Vorliegender Text:
_ _ _ _ _ _ _

Sprechen wir zunächst von der politischen Technokratie. Sie leitet sich, wie schon angedeutet, aus der hochgradigen Spezialisierung der politischen Funktionen und Verpflichtungen ab. Der verantwortungsbewußte Politiker wird keine wichtigen Entscheidungen mehr treffen, ohne sich vorher mit qualifizierten Technikern zu beraten. Die Parteien führen deshalb, vor allem für die parlamentarische Tätigkeit, in ihren Kadern eine Arbeitsteilung ein. In den verschiedenen Ressorts üben spezialisierte Abgeordnete einen Einfluß aus, der über die Befugnisse ihres parlamentarischen Mandats weit hinausgeht. Über die wichtigsten technischen Gesetze wird nicht mehr von der Gesamtheit der — mit der Materie oft gar nicht vertrauten — Abgeordneten abgestimmt, sondern ausschließlich von einigen Spezialisten, die im Namen ihrer Partei sprechen.
Die Zahl der technischen Spezialisten unter den Abgeordneten ist manchmal schon zu klein. Die Parteien sind also gezwungen, sich an außer-parlamentarische Ratgeber zu wenden, die aus den Kreisen der privaten oder administrativen Technokratie kommen und deren verborgener Einfluß nicht unterschätzt werden darf. Ihnen obliegt die Vorbereitung zahlreicher Berichte (mit denen dann namhafte Abgeordnete glänzen) und die Abfassung mancher parlamentarischen und ministeriellen Rede. Die Abgeordneten wälzen jegliche „technischen“ Überlegungen auf sie ab und vergessen dabei, daß Technik und Politik sich nicht immer trennen lassen. Je mehr technische Probleme und je mehr Aufgaben überhaupt an das Parlament herangetragen werden, desto stärkeres Gewicht erhalten die Ansichten jener technisch-politischen Ratgeber.
Die administrative Technokratie bedeutet die Herrschaft der hohen Beamten und ebenso der Wirtschaftsplaner. Der Gegensatz zwischen dem Verwaltungsapparat und seiner politischen Leitung ist an sich nichts Neues. Minister pflegen stets auf den passiven Widerstand eines Apparates zu stoßen, der zwangsläufig gegen jede Neuerung und gegen jede Einmischung von außen eingestellt ist. Dieser Sachverhalt hat mit Technokratie noch nichts zu tun: diese tritt erst in dem Augenblick in Erscheinung, wo die hohen Beamten sich ihrer Macht bewußt werden und danach trachten, den Lauf der Ereignisse selbst zu bestimmen und die verantwortlichen Politiker — wenigstens teilweise — zu ersetzen. Die Möglichkeiten dieser administrativen Tech-nokratie wachsen mit der politischen Unstabilität und mit der Fülle und Kompliziertheit der Aufgaben des Staates. In vielen Fällen ist dann der Minister nur mehr eine Nebenfigur oder der politische Vollstrecker von Entscheidungen, die seine technischen Mitarbeiter getroffen haben.

_ _ _ _ _ _ _

Gespeicherte Daten:
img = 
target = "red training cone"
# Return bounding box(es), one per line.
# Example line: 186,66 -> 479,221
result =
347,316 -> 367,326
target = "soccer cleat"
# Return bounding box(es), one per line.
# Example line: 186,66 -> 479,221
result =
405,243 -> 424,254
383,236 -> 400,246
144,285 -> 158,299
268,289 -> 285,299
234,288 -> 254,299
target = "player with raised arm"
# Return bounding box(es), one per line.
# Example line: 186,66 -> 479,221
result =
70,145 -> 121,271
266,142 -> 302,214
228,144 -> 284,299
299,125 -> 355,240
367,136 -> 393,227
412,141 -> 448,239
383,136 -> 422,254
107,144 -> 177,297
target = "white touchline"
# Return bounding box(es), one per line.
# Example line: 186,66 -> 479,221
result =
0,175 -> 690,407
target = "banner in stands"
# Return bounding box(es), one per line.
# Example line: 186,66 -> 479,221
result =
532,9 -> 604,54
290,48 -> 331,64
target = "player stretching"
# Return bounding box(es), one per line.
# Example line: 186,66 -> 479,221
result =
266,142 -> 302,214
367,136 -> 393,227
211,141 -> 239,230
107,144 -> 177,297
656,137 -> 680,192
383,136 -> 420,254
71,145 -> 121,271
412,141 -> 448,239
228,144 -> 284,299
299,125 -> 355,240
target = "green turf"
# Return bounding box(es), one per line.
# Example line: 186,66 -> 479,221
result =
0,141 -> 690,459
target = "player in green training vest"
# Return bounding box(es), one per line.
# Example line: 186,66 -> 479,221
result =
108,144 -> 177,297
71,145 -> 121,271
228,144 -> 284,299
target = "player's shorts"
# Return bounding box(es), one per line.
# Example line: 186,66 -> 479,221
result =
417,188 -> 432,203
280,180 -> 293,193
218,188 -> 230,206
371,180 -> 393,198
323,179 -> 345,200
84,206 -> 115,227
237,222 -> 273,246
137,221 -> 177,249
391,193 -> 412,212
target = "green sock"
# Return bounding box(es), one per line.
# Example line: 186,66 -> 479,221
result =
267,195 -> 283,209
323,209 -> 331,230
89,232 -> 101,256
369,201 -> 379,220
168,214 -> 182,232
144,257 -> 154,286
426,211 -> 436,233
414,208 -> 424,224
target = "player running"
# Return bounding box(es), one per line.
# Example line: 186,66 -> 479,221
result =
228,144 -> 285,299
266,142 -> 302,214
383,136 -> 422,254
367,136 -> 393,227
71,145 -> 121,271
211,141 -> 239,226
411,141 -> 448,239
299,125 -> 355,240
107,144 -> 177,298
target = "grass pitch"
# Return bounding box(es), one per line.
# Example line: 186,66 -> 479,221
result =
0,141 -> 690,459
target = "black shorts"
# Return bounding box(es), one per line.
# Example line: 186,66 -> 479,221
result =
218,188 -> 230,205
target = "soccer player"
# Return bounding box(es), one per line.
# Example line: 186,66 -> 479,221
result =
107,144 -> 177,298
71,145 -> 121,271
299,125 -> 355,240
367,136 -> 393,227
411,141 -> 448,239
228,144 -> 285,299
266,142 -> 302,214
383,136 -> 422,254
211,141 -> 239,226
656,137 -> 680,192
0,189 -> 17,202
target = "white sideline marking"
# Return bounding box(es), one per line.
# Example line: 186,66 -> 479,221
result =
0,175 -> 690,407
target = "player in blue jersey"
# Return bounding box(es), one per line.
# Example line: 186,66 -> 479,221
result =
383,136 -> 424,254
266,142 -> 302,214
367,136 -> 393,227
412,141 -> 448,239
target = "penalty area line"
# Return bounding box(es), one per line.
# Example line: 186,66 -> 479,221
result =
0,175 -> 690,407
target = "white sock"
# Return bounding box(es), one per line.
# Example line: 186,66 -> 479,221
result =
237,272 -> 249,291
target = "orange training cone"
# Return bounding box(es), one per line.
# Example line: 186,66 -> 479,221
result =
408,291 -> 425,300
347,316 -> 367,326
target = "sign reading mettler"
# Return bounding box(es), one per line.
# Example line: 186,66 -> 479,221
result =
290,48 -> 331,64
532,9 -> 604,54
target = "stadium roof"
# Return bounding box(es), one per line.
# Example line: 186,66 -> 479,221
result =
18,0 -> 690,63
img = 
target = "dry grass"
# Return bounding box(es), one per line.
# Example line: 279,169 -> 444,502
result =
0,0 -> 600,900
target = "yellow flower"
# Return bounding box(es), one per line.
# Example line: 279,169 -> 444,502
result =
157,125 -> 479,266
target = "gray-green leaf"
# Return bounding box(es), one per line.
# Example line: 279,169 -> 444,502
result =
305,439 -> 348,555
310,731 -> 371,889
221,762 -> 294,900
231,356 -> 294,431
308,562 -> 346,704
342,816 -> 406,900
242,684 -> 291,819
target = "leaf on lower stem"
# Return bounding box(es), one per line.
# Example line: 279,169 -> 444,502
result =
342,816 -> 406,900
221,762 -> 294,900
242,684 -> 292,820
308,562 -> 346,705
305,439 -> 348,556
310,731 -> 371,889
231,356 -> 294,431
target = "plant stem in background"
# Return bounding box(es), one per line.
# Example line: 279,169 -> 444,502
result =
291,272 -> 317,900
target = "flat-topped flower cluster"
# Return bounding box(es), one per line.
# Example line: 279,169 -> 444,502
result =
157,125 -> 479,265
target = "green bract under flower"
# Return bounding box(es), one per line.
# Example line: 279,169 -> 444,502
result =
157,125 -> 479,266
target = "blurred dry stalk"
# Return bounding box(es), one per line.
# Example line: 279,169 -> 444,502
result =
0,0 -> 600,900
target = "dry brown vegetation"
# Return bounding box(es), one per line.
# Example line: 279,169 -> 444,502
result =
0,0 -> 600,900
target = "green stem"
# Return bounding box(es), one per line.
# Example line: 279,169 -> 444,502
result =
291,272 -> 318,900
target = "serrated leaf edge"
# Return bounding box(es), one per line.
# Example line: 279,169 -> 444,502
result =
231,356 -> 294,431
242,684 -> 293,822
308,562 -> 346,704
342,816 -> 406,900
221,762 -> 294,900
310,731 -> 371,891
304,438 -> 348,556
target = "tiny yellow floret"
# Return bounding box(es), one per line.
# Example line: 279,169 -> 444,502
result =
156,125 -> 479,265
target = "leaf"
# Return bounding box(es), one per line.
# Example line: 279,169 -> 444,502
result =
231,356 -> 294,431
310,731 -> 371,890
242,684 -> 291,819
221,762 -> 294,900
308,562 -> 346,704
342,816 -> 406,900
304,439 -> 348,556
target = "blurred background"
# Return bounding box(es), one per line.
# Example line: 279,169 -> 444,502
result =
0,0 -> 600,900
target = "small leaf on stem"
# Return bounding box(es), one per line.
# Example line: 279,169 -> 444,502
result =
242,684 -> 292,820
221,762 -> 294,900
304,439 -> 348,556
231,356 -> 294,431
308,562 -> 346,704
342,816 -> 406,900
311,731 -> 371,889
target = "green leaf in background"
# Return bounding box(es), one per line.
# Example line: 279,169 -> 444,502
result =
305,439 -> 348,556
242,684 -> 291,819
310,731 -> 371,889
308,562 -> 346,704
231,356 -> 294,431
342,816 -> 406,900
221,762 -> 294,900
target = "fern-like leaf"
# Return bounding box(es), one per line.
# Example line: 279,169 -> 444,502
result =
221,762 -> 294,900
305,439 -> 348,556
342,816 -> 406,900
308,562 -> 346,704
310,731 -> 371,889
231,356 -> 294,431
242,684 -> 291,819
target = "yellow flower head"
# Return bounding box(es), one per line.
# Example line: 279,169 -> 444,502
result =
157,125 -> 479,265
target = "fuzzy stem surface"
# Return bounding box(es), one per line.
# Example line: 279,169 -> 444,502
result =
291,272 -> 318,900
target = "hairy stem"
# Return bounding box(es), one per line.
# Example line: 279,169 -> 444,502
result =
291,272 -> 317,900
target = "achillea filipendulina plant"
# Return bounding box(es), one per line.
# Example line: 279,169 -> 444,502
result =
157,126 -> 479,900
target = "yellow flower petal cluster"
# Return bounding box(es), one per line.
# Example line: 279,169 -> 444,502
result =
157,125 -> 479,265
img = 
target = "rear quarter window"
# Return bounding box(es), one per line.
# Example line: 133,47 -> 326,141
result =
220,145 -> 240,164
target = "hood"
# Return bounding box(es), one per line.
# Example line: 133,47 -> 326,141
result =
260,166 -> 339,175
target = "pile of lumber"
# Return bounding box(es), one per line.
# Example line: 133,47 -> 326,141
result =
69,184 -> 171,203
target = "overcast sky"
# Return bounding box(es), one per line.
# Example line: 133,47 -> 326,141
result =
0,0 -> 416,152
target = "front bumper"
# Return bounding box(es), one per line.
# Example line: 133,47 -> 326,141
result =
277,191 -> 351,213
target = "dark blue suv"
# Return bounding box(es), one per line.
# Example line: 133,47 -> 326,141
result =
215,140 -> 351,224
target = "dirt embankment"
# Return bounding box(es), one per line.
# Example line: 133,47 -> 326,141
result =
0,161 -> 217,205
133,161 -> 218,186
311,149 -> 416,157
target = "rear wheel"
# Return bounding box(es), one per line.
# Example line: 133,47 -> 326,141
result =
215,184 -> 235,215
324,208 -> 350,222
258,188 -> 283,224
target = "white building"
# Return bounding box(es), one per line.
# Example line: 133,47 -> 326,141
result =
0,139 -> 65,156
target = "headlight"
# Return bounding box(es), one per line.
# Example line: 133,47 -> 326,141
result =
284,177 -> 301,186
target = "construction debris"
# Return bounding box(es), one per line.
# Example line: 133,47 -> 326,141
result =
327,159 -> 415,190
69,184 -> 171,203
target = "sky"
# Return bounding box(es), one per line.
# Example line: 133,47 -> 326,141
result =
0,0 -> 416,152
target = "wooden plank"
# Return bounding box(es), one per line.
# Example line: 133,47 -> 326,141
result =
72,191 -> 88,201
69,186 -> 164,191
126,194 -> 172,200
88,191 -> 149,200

_ _ _ _ _ _ _

Deine Aufgaben:
[A] Zähle alle Arten von Technokratie auf, die der Text über Technokratie nennt.
[B] Führe den Text über Technokratie im Anschluss an seinen letzten Satz weiter.
Das Material spielt hierfür keine Rolle.

Die Lösungen:
[A] politische Technokratie, private Technokratie, administrative Technokratie

[B]
Es wird im übrigen eine immer häufigere Gepflogenheit der Regierungen, sich mit einer kleinen Zahl von besonders qualifizierten Ratgebern zu umgeben, die ihren „brain-trnst“, ihr technisches Gehirn bilden. Diese Neuerung gestattet indirekt die Konstituierung eines regelrechten Generalstabs der administrativen Technokratie. Darin finden sich dann normalerweise isolierte hohe Beamte zu einer oft sehr homogenen Gruppe zusammen, welche die begreifliche Tendenz hat, geschickt mit den Drähten der Macht zu spielen und hinter den Kulissen einen guten Teil der politischen, wirtschaftlichen und sozialen Aktionen zu dirigieren.
Die Planung im weitesten Sinne, die heute bis in die liberalsten Regime hinein eine Selbstverständlichkeit ist, bildet eine weitere Domäne der administrativen Technokratie. Da der Staat — in den Vereinigten Staaten nicht weniger als in der Sowjetunion — den Hebel des Kredits in der Hand hat, kommt dem Gutachten der Planer ein erhebliches Gewicht zu. Bedeutende Investierungen finden nur mit ihrer Zustimmung statt. In ihren Händen liegt das Schicksal der — verstaatlichten oder nicht verstaatlichten — Grundindustrie. Es ist schließlich auch kein Geheimnis mehr, daß die Tätigkeit dieser Planer sich häufig der Kontrolle der Parlamentarier entzieht.
Charakteristisch für die privatwirtschaftliche wie für die administrative Technokratie ist ein starker Wille zum Erfolg, verbunden mit dem Streben, sich jeder außertechnischen Verantwortlichkeit — sei es gegenüber Aktionären oder gegenüber Ministem und Parlamentariern — möglichst zu entledigen. Überzeugt von der Nützlichkeit seines Arbeitsplans und mit der Gewißheit, so oder so dem allgemeinen Interesse zu dienen, will der moderne Technokrat allein und ausschließlich mit seinesgleichen zusammen handeln. Er sieht in den Ministem und Parlamentariern nur Gefangene von mehr oder weniger begrenzten und mehr oder weniger egoistischen Gruppen, und er setzt sein ganzes Geschick daran, seine Handlungsfreiheit zu wahren und die politischen Hindernisse zu umgehen.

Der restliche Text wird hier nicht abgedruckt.